--- start Stored rows ---

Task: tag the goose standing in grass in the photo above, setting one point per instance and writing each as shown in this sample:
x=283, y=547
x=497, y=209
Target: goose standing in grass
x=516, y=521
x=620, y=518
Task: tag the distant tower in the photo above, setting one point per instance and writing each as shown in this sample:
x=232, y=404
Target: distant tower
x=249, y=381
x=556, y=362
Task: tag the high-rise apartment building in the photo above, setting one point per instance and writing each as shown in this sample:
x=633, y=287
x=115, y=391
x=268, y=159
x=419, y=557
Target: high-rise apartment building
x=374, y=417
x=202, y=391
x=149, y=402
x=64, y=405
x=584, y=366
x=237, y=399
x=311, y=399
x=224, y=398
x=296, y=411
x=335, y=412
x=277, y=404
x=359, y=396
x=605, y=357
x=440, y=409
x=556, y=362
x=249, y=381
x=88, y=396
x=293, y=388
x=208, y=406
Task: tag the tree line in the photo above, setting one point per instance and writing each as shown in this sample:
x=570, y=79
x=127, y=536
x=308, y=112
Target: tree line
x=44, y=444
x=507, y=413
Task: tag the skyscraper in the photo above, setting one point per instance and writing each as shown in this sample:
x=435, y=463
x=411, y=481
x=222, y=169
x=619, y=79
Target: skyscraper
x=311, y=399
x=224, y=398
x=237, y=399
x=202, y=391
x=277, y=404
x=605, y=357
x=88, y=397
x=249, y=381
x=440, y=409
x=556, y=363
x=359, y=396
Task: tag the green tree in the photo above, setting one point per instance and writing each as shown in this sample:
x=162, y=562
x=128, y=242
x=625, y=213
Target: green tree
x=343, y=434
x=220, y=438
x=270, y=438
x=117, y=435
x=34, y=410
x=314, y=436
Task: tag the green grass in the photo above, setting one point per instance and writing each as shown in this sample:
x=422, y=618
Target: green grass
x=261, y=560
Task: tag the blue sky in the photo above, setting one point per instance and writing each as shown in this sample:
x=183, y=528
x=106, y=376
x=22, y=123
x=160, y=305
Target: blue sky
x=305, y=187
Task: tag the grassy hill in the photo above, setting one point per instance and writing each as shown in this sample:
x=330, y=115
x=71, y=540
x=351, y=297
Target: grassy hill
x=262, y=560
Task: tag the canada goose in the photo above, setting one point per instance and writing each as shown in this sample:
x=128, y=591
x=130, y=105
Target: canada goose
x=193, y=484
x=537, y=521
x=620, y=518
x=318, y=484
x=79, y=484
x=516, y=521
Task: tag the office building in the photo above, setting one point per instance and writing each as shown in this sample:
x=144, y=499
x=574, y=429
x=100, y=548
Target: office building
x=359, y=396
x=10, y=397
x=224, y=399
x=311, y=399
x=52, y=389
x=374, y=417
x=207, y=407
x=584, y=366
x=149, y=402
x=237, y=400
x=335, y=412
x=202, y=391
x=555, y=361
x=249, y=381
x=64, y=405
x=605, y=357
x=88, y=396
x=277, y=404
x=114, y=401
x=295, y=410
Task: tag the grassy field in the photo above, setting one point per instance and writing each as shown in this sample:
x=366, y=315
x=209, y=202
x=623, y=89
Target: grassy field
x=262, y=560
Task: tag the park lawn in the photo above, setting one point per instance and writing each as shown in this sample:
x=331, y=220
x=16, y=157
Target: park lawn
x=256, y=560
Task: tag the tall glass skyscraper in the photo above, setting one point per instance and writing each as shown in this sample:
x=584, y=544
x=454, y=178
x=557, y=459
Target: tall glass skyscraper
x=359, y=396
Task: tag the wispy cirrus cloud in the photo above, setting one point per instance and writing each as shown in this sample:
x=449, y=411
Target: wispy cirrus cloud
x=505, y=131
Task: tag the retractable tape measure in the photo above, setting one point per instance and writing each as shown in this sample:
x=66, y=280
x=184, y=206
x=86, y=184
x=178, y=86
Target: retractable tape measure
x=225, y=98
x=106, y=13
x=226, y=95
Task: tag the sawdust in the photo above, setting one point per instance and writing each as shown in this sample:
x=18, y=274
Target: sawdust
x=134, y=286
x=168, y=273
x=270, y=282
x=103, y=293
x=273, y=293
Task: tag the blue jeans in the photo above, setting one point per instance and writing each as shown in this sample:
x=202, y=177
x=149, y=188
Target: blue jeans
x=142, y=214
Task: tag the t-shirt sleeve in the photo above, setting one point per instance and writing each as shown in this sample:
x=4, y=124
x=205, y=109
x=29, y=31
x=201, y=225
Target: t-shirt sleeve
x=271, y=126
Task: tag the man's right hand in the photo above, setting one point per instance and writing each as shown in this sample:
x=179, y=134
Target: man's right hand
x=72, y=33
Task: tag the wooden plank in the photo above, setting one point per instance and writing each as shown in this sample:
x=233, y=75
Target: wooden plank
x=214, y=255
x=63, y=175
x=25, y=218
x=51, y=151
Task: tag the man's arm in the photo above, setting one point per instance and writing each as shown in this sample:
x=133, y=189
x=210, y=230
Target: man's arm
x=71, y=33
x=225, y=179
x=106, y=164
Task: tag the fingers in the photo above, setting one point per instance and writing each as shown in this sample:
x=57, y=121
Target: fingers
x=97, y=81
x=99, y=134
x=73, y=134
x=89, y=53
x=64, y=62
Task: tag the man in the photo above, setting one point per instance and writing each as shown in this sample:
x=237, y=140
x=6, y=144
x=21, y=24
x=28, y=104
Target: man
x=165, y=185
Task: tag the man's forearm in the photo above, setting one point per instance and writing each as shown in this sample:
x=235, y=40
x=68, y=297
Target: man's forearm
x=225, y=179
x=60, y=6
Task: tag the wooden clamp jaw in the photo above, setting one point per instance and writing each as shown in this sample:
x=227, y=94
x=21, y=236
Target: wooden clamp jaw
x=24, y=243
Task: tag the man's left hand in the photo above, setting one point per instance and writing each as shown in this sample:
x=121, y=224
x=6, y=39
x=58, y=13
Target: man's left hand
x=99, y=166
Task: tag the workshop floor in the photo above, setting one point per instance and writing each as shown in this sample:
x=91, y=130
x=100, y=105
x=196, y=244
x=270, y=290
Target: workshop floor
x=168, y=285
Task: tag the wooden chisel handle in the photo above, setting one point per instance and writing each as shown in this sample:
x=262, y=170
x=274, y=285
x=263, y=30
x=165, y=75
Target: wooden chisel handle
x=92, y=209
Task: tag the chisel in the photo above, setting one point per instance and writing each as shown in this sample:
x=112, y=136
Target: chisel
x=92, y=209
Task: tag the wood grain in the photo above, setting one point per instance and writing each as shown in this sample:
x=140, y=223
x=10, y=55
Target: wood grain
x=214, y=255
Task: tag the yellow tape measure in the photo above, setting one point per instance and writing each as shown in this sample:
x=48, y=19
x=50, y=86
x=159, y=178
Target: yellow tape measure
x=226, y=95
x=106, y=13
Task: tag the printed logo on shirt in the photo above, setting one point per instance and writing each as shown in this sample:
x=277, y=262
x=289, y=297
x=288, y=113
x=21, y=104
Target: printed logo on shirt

--- end Stored rows ---

**Brief:** Copy out every one of the lines above word for word, changing nothing.

**The completed task:**
Task: tag the goose standing in grass in the photo above, setting one point per instance and writing each as shown in this sample:
x=283, y=547
x=497, y=209
Target: goose standing in grass
x=516, y=521
x=620, y=518
Task: tag the distant tower in the photo above, setting one point per instance and writing each as shown in this sample:
x=232, y=404
Target: distant tower
x=249, y=381
x=556, y=362
Task: tag the high-rise apartment building in the photo above, setting one point per instance and writing each as shown in this sample:
x=633, y=287
x=115, y=391
x=268, y=159
x=419, y=557
Target: high-rise apartment building
x=374, y=417
x=202, y=391
x=149, y=402
x=64, y=405
x=584, y=366
x=237, y=399
x=311, y=399
x=224, y=398
x=296, y=411
x=335, y=412
x=277, y=404
x=359, y=396
x=605, y=357
x=440, y=409
x=556, y=362
x=249, y=381
x=88, y=396
x=293, y=388
x=208, y=406
Task: tag the tree line in the photo above, setting one point per instance and writing each as shown in this sample:
x=570, y=79
x=127, y=536
x=308, y=112
Target: tree line
x=44, y=444
x=507, y=413
Task: tag the skyscraper in the photo above, setting one point per instance and writing each as shown in this sample:
x=435, y=463
x=411, y=481
x=222, y=169
x=619, y=79
Target: skyscraper
x=311, y=399
x=224, y=398
x=237, y=399
x=202, y=391
x=277, y=404
x=605, y=357
x=88, y=397
x=249, y=381
x=440, y=409
x=556, y=363
x=359, y=396
Task: tag the green tree in the photo above, setting one point per instance and writing each as shown in this sample:
x=162, y=562
x=128, y=242
x=625, y=213
Target: green tree
x=343, y=434
x=220, y=438
x=270, y=438
x=117, y=435
x=34, y=410
x=314, y=436
Task: tag the green grass in the photo above, setting one point per instance and writing each as shown in this sample:
x=422, y=618
Target: green grass
x=261, y=560
Task: tag the blue sky in the photo above, setting one point per instance and writing each as shown in this sample:
x=183, y=528
x=106, y=376
x=22, y=123
x=160, y=305
Target: blue sky
x=305, y=187
Task: tag the grassy hill in the photo above, setting one point per instance and writing each as shown in this sample:
x=330, y=115
x=71, y=540
x=351, y=297
Target: grassy hill
x=262, y=560
Task: tag the canada goose in the photo above, setting one point per instance and writing each as shown in this sample:
x=128, y=591
x=130, y=105
Target: canada goose
x=193, y=484
x=537, y=521
x=620, y=518
x=318, y=484
x=79, y=484
x=516, y=521
Task: tag the office building in the photo above, setting one point per instance and writing each as shown in this sample:
x=144, y=499
x=574, y=429
x=100, y=548
Target: office building
x=359, y=396
x=10, y=397
x=224, y=399
x=311, y=399
x=52, y=389
x=374, y=417
x=207, y=407
x=584, y=366
x=149, y=402
x=237, y=400
x=335, y=412
x=202, y=391
x=555, y=361
x=249, y=381
x=64, y=405
x=605, y=357
x=88, y=396
x=277, y=404
x=114, y=401
x=295, y=410
Task: tag the grassy field in the photo above, setting one point per instance and writing each as shown in this sample:
x=366, y=315
x=209, y=202
x=623, y=89
Target: grassy field
x=262, y=560
Task: tag the park lawn in the photo above, setting one point per instance and writing each as shown in this sample:
x=331, y=220
x=16, y=157
Target: park lawn
x=256, y=560
Task: tag the tall glass skyscraper in the photo above, setting one point per instance and writing each as shown in this sample:
x=584, y=544
x=454, y=178
x=557, y=459
Target: tall glass skyscraper
x=359, y=396
Task: tag the wispy cirrus cloud in the photo above, setting one point per instance and writing each as shown in this sample:
x=449, y=411
Target: wispy cirrus cloud
x=505, y=131
Task: tag the retractable tape measure in the photo above, setting one point per instance and writing each as shown in this sample:
x=66, y=280
x=184, y=206
x=86, y=184
x=178, y=86
Target: retractable tape measure
x=225, y=98
x=106, y=13
x=226, y=95
Task: tag the sawdust in the photo above, setting one point per instance and writing each as shown in this sample:
x=18, y=274
Target: sawdust
x=134, y=286
x=168, y=273
x=270, y=282
x=103, y=293
x=273, y=293
Task: tag the blue jeans in the photo above, setting one point per instance and writing each as shown in this sample:
x=202, y=177
x=149, y=188
Target: blue jeans
x=142, y=214
Task: tag the t-shirt sleeve in the photo above, setting one point per instance and writing each as shown in this sample:
x=4, y=124
x=205, y=109
x=29, y=31
x=201, y=225
Target: t-shirt sleeve
x=271, y=126
Task: tag the man's right hand in the photo above, setting one point per instance and writing each as shown in this sample:
x=179, y=134
Target: man's right hand
x=72, y=33
Task: tag the wooden plank in the photo above, setting one point per instance and writing each as shown in this sample:
x=233, y=75
Target: wooden plank
x=214, y=255
x=63, y=175
x=25, y=218
x=51, y=151
Task: tag the man's arm in the photo above, setting one point per instance and writing each as shown in this sample:
x=133, y=189
x=210, y=230
Target: man's arm
x=71, y=33
x=225, y=179
x=106, y=164
Task: tag the fingers in the photo above, setting one point per instance and writing each as shown in this sample:
x=57, y=121
Target: fingers
x=97, y=81
x=99, y=134
x=73, y=134
x=89, y=53
x=64, y=62
Task: tag the man in the photo above, setting one point per instance and writing each as shown in this sample:
x=237, y=140
x=6, y=144
x=21, y=24
x=28, y=104
Target: man
x=165, y=185
Task: tag the man's forearm in the photo above, setting one point per instance and writing each as shown in this sample:
x=235, y=40
x=68, y=297
Target: man's forearm
x=225, y=179
x=60, y=6
Task: tag the wooden clamp jaw in the photo above, setting one point per instance and writing each as shown in this sample:
x=227, y=94
x=21, y=236
Target: wooden clamp jaw
x=24, y=243
Task: tag the man's left hand in the photo above, setting one point per instance and writing each as shown in this sample:
x=121, y=224
x=6, y=39
x=58, y=13
Target: man's left hand
x=99, y=166
Task: tag the workshop floor in the photo above, setting one point per instance and writing each as shown in this sample:
x=91, y=130
x=100, y=105
x=196, y=244
x=270, y=290
Target: workshop floor
x=168, y=285
Task: tag the wooden chisel handle in the photo above, setting one point per instance and writing each as shown in this sample:
x=262, y=170
x=274, y=285
x=263, y=30
x=165, y=75
Target: wooden chisel handle
x=92, y=209
Task: tag the chisel in the photo above, setting one point per instance and writing each as shown in this sample:
x=112, y=136
Target: chisel
x=92, y=209
Task: tag the wood grain in the photo above, setting one point per instance and writing each as shown in this sample:
x=140, y=223
x=10, y=55
Target: wood grain
x=214, y=255
Task: tag the yellow tape measure in the photo above, setting one point per instance and writing each as shown in this sample:
x=48, y=19
x=50, y=86
x=159, y=178
Target: yellow tape measure
x=226, y=95
x=106, y=13
Task: tag the printed logo on shirt in the photo above, setting one point per instance and writing each as shown in this sample:
x=277, y=262
x=289, y=297
x=288, y=113
x=21, y=104
Target: printed logo on shirt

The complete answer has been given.